*Instructions for the task:* Select every line of the records below that contains the string "marble", treating uppercase and lowercase letters as distinct.

*Task inputs:*
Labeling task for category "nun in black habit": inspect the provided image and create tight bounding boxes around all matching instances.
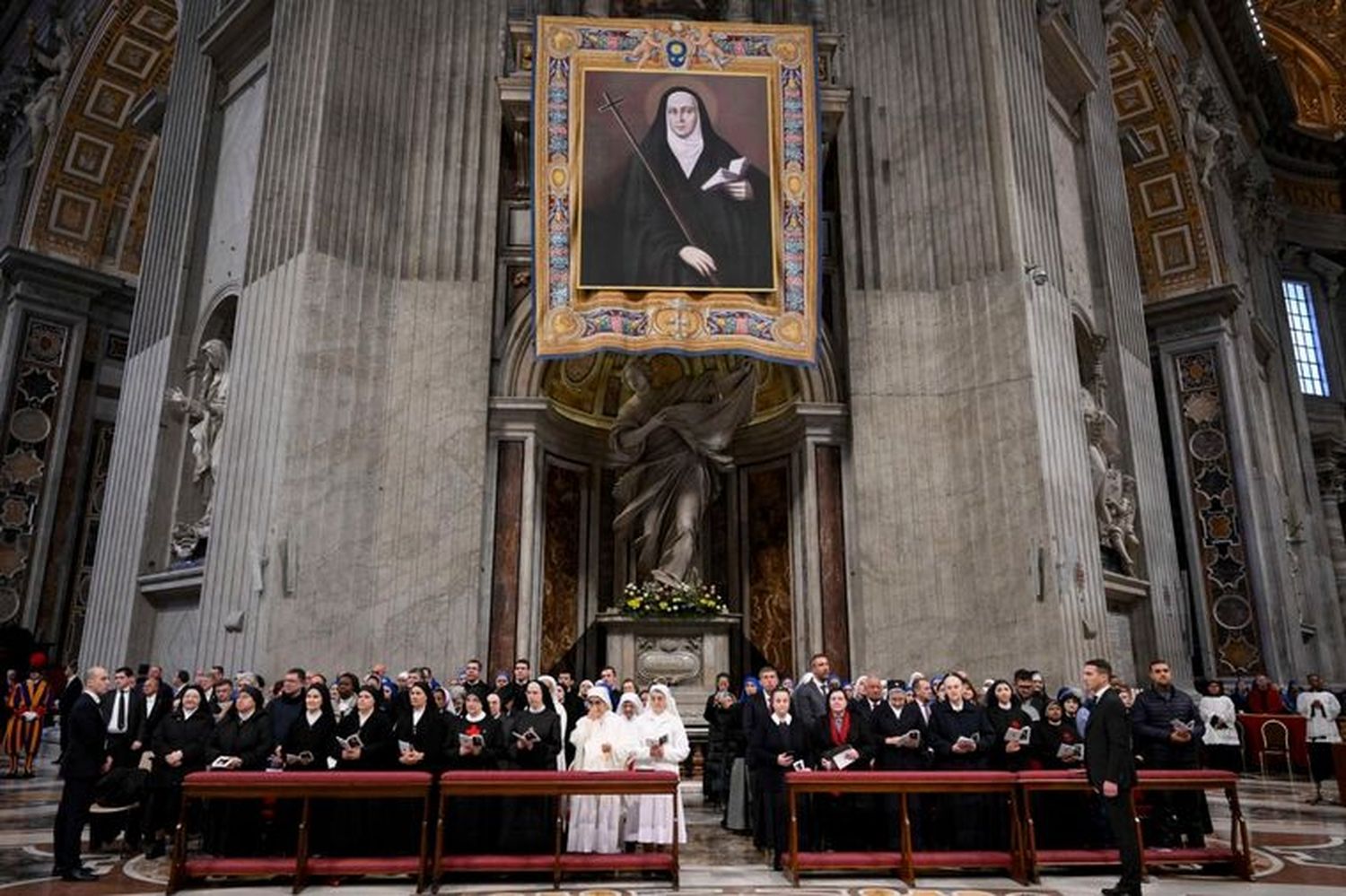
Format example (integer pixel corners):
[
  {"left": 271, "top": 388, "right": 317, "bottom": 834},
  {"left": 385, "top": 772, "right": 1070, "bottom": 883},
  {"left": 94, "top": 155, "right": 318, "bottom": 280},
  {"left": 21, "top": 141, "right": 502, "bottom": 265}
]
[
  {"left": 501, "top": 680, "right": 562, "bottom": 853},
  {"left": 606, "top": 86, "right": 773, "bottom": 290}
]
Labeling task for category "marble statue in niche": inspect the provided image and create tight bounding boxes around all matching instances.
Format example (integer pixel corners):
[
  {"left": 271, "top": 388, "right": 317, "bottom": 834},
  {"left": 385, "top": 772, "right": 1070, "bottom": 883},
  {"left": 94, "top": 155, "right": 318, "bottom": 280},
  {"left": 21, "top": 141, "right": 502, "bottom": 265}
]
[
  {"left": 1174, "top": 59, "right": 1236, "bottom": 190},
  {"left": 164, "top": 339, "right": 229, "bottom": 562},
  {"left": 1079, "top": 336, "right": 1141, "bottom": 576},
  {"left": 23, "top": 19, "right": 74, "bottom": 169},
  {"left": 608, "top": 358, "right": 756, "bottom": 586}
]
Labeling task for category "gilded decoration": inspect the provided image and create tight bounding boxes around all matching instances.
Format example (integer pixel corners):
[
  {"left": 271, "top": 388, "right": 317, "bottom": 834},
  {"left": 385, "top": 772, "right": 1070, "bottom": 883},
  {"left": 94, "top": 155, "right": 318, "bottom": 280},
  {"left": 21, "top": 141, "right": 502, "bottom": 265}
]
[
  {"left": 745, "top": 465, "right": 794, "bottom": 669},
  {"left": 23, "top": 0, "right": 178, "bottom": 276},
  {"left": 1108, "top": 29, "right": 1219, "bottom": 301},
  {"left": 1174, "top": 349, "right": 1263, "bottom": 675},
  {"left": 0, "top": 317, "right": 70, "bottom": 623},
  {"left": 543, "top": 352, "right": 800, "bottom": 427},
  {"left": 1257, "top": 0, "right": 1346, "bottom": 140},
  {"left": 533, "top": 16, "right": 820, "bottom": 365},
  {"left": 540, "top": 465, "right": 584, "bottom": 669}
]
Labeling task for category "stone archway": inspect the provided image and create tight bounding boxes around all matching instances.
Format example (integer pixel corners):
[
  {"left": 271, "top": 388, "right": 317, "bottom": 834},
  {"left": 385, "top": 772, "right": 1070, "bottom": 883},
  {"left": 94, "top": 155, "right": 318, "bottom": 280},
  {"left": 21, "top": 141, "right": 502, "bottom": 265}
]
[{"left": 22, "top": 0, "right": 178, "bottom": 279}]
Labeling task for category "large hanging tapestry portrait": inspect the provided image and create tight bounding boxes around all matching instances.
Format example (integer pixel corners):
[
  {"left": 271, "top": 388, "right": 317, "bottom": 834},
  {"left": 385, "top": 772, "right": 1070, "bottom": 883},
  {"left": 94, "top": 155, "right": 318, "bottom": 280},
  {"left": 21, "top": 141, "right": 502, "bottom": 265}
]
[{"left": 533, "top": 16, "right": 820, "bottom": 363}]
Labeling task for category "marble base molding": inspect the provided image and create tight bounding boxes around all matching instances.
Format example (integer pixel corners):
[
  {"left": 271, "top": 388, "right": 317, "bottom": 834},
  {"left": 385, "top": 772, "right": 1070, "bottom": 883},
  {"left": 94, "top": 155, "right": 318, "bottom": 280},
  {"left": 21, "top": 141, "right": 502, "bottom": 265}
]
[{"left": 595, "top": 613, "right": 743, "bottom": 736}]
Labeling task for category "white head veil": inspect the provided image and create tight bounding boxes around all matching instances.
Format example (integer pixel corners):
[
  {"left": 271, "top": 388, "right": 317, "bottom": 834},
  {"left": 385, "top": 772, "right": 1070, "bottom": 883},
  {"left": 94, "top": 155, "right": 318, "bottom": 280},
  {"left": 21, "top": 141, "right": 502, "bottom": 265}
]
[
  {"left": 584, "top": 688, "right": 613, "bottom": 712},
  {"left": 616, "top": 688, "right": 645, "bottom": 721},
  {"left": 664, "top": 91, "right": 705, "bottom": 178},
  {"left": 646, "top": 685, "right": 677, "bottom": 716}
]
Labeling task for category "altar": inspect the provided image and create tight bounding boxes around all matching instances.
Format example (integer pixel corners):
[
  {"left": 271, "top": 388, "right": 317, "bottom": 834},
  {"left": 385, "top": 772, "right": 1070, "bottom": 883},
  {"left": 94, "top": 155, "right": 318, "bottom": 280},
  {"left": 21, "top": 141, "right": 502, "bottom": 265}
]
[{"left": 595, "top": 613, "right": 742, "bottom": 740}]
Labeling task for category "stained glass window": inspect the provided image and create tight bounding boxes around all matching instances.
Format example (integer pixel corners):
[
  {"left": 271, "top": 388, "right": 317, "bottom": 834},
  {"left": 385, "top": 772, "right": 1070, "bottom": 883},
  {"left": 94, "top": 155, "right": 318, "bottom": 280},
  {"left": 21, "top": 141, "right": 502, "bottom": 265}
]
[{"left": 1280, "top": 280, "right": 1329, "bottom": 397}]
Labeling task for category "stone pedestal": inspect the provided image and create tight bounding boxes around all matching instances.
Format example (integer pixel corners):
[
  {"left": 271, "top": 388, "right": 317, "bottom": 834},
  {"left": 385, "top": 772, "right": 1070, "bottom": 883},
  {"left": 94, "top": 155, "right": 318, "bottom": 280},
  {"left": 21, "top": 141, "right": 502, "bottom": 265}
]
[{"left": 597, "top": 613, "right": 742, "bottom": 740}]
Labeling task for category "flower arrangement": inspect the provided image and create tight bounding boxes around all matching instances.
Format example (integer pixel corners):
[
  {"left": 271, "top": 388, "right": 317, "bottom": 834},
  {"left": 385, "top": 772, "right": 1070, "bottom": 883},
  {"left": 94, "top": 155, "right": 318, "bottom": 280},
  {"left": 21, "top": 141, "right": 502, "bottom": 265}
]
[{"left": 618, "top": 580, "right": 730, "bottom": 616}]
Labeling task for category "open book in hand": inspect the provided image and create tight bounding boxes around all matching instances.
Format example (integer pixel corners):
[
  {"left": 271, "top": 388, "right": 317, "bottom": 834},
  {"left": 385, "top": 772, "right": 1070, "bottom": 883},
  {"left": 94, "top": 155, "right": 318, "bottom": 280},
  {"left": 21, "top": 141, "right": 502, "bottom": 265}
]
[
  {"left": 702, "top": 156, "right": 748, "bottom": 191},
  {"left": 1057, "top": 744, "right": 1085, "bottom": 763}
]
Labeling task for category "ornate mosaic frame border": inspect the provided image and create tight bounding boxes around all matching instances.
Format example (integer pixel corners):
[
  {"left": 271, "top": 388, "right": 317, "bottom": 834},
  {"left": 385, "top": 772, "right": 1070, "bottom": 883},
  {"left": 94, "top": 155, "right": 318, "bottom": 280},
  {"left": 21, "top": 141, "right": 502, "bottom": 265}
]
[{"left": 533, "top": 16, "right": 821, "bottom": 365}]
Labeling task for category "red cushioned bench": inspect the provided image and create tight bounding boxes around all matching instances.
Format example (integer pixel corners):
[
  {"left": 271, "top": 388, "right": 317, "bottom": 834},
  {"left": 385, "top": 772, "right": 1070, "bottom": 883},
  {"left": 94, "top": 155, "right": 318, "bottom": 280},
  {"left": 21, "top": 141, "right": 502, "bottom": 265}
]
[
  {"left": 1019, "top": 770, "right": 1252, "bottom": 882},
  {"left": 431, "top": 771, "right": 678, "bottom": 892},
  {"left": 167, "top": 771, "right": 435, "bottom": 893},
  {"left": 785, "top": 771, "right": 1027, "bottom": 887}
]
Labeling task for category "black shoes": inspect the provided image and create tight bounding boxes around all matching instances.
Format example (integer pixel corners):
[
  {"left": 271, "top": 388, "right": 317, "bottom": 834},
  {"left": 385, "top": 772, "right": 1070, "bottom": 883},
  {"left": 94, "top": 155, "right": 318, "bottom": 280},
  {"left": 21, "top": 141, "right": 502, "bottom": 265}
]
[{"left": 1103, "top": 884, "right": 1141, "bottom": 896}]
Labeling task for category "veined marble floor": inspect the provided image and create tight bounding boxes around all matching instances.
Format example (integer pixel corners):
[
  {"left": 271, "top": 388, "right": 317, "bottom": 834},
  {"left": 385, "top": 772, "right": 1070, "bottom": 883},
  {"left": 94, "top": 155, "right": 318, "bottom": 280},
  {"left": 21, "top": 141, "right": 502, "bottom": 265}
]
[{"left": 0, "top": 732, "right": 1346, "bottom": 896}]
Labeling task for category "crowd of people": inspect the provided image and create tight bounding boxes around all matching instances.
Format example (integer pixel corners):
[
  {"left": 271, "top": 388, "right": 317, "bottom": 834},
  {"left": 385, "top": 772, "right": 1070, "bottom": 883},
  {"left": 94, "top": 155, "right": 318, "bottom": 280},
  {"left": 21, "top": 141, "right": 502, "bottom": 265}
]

*Solution to this exercise:*
Labeling task for category "marble statue in niche": inspect the provided image and create tight bounding boxes around all matching instances.
Labeling task for category "marble base molding": inspect the provided image and create tight bounding boxes around all matching instances.
Labeling task for category "veined marble floor": inspect the provided image and create tight bounding boxes around all matching instances.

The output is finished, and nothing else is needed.